» ENTRI TUGAS INI:
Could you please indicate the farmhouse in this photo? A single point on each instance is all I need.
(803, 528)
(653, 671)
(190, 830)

==

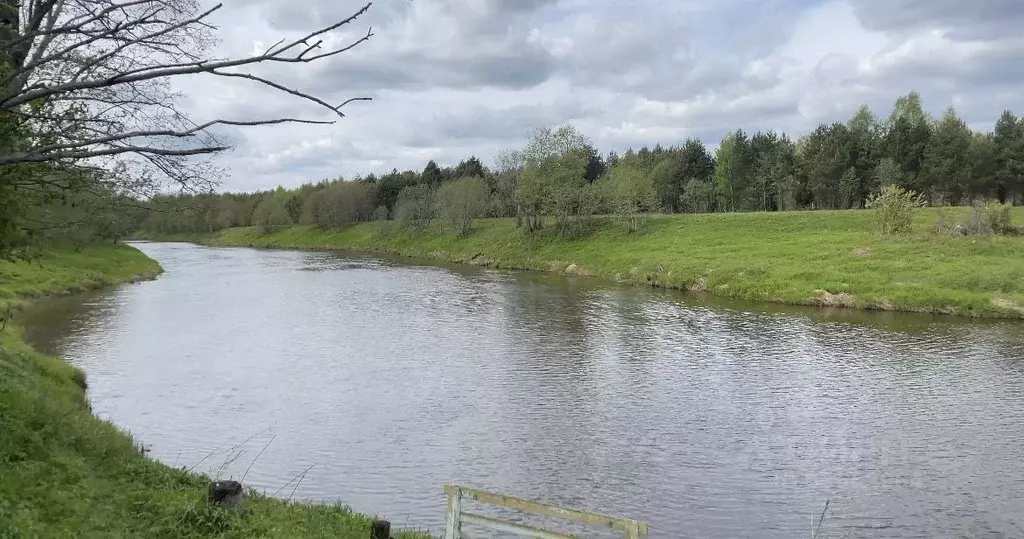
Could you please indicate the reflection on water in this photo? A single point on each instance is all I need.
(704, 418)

» RINCIAN TUGAS:
Sebutkan jumlah baris pada entri di atas yang memuat kata "indicate", dengan membedakan huruf besar dan kecil. Jawab dengan angkanya saja.

» HASIL DI BAWAH:
2